-- Text segment --

— BEGIN —

Mother, and dipso lawyer (Martine Ittenbach) sues her deadbeat husband Tim (Barrett Jones) who is then killed, his body disappears, and a squalling blood-storm of lurid Ittenbach carnage ensues. Can anyone truly give a toss about a lawyer, and a lush ta' boot? Not on your mom's jelly belly, Nelly! Maybe that's the point, who cares. Pfft! Just make with the exploding intestines, guy!!!!! Ittenbach's insanely violent, corpse-laden shockers offer less than robust narratives, merely the hollowest vessels into which he furiously crams an elephantine abundance of eviscerated body parts, and grossly steaming viscera. Saying that bloody revenge/survival bloodbath Dard Divorce is extremely gory is like saying Stalin was often a wee bit naughty, the daytime soap theatrics, and gruesomely weird tangents are boosted by an off-kilter roller coaster of consistently grisly mayhem.

Drugs are purloined, corrupt cops get medieval, and a ferociously resilient female fights back, as copious gallons of luridly crimson bodily fluids are beatifically discharged, and it is thus, how Ittenbach freaks know all is well in their basement-dwelling worlds. Dard Divorce's plot, such as it is, would bear all the scrutiny of a no-budget pre-glasnost Russian war bunker snuff porno, perhaps then, not one of Ittenbach's best, but still a far better option than a stick in the eye, unless it's Lucio Fulci's/Giannetto's poke in the eye, natch! Ittenbach's A la carte splatter menu is plentifully stocked with mortal disembowelling, graphic shotgun trauma, torturous amputations, splashy blood squibs, maniacal meat cleaver mutilations, and vicious knife goring! I don't believe Dard Divorce has the option of a vegetation menu, since it is an aggressively meat-centric production. Watching a naked man meticulously dissecting a pimp's cadaver proved more edifying than I thought possible.





 No Reason (2010) Olaf Ittenbach.

— END —

-- Written instruction A --
Can you rewrite the Dard Divorce review, everything from "Mother, and dipso" down to "consistently grisly mayhem.", changing "husband" to "spouse"?
-- Written instruction B --
What would come next in the Dard Divorce review? Write a continuation that picks up after its last line.

-- Record excerpts --
— BEGIN —

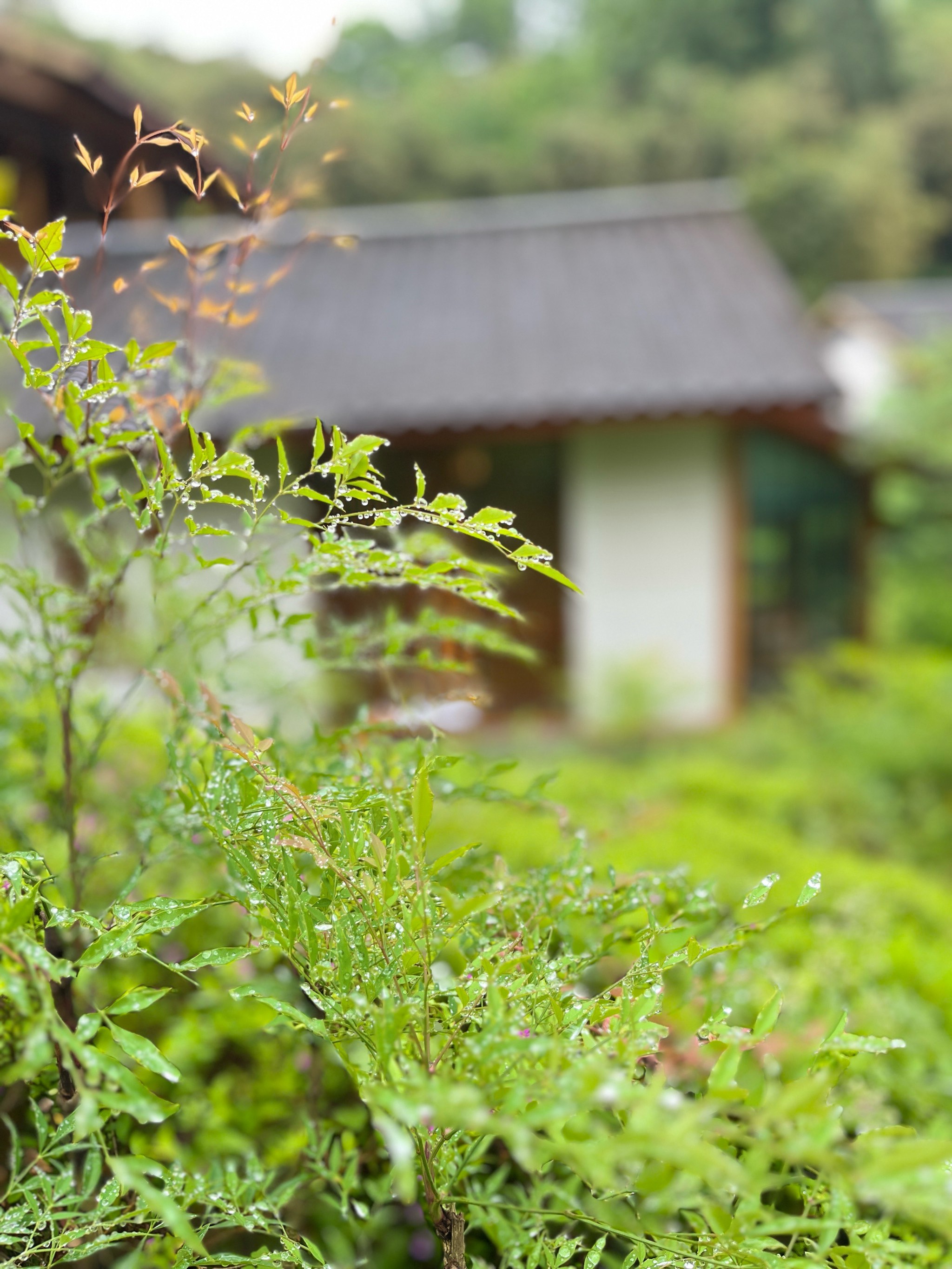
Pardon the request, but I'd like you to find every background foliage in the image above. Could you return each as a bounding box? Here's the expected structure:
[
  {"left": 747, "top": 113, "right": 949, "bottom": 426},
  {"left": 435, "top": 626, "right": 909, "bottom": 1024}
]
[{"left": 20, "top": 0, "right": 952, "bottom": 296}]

— END —
— BEGIN —

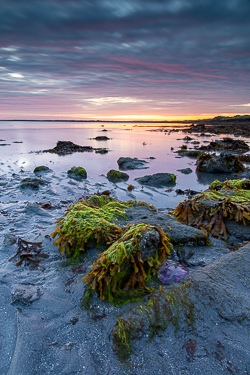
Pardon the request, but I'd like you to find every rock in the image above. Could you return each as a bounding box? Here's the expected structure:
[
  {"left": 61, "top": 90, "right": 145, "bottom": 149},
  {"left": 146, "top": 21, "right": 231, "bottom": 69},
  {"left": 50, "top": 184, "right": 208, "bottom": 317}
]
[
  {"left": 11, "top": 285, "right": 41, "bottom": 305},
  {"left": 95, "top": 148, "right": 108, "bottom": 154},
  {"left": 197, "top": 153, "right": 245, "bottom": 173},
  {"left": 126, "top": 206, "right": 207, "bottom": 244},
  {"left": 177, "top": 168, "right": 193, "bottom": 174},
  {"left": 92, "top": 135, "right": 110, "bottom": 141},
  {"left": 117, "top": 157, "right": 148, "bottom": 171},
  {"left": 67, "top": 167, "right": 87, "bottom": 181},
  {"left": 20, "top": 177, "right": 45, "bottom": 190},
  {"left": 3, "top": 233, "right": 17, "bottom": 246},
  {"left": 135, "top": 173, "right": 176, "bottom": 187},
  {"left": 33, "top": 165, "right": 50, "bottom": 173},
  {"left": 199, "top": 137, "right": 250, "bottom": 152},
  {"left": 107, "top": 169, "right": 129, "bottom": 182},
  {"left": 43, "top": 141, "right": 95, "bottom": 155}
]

— END —
— BEGIN —

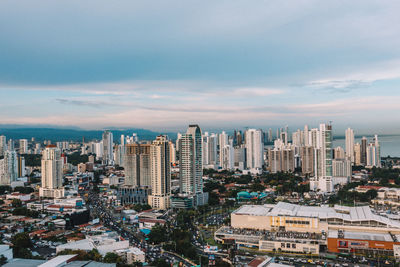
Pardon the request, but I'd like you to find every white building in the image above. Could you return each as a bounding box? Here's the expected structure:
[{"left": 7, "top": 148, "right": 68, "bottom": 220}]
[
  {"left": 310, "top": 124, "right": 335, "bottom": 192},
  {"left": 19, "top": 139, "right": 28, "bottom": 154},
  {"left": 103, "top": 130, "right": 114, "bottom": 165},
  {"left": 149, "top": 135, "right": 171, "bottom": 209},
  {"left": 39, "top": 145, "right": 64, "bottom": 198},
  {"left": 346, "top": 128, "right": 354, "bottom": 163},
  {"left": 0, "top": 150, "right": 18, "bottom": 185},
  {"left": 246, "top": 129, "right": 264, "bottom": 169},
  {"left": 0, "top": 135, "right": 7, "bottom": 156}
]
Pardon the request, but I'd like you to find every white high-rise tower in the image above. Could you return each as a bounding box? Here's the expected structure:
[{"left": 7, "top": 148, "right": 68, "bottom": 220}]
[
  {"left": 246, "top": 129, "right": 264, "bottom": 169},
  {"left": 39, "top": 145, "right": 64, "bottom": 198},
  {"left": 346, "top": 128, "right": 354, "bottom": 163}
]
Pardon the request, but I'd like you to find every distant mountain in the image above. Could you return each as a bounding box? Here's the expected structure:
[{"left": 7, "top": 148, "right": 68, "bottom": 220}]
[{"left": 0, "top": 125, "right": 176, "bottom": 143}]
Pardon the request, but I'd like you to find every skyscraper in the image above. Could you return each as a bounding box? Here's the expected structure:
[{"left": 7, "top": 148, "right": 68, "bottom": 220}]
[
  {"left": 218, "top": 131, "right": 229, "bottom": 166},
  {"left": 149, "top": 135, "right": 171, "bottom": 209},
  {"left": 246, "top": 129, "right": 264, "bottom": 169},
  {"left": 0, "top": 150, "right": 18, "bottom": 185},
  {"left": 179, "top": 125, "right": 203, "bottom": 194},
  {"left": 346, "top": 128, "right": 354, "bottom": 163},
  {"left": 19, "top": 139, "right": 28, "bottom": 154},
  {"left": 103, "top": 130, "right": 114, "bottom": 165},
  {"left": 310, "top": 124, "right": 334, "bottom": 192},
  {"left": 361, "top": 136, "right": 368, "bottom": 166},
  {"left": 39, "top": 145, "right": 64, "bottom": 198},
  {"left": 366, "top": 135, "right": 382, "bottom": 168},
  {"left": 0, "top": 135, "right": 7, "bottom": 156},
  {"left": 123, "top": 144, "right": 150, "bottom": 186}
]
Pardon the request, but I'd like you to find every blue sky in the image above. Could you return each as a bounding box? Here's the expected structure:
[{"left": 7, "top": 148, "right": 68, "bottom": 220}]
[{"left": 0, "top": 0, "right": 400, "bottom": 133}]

— END —

-- Task response A --
Mother, and dipso lawyer (Martine Ittenbach) sues her deadbeat spouse Tim (Barrett Jones) who is then killed, his body disappears, and a squalling blood-storm of lurid Ittenbach carnage ensues. Can anyone truly give a toss about a lawyer, and a lush ta' boot? Not on your mom's jelly belly, Nelly! Maybe that's the point, who cares. Pfft! Just make with the exploding intestines, guy!!!!! Ittenbach's insanely violent, corpse-laden shockers offer less than robust narratives, merely the hollowest vessels into which he furiously crams an elephantine abundance of eviscerated body parts, and grossly steaming viscera. Saying that bloody revenge/survival bloodbath Dard Divorce is extremely gory is like saying Stalin was often a wee bit naughty, the daytime soap theatrics, and gruesomely weird tangents are boosted by an off-kilter roller coaster of consistently grisly mayhem.

-- Task response B --
A beautifully lean, frequently nude woman Jennifer (Irene Holzfurtner) bloodily endures unconventionally gruesome deprivations for the viewer's morbid edification in Ittenbach's theologically tweaked blood feast No Reason. Fans of spectacularly shrill acting, rubber Cthulhu masks, and graphically executed mutilation are unlikely to feel short-changed by the generous volume of feral screaming, and audaciously brutalizing gore herein. As an admirer of Premutos, I am predisposed to Ittenbach's signature predilection for grandiose ultra-violence, and others that remain manifestly Team Ittenbach should trip out hard on this exhilarating carnage as though having chewed a portal through a ten ton psilocybin mushroom! Appreciating grisly mortification of the flesh is absolutely key to digging this crazed Bavarian's work, and, interestingly, the most compelling visions in No Reason surrealistically plays out like an extended version of the famed demoniacal diorama from 'Witchcraft: La casa 4'. I don't imagine that it was in any way deliberate, but they certainly share thematically skewed, stridently S & M'd similarities. If you crave an extra shot of strong bloody violence with your strong bloody violence, No Reason will definitively deliver the unholiest, and Bloodiest Mary of all Bloody Mary's! As an tangential aside, do vegan's object to Ittenbach's mega-splatter shockers, or do they openly respect the fact than no live peni are ever hurt during his singularly sanguineous film-making process?






 G.B.H (1983) – David Kent-Watson.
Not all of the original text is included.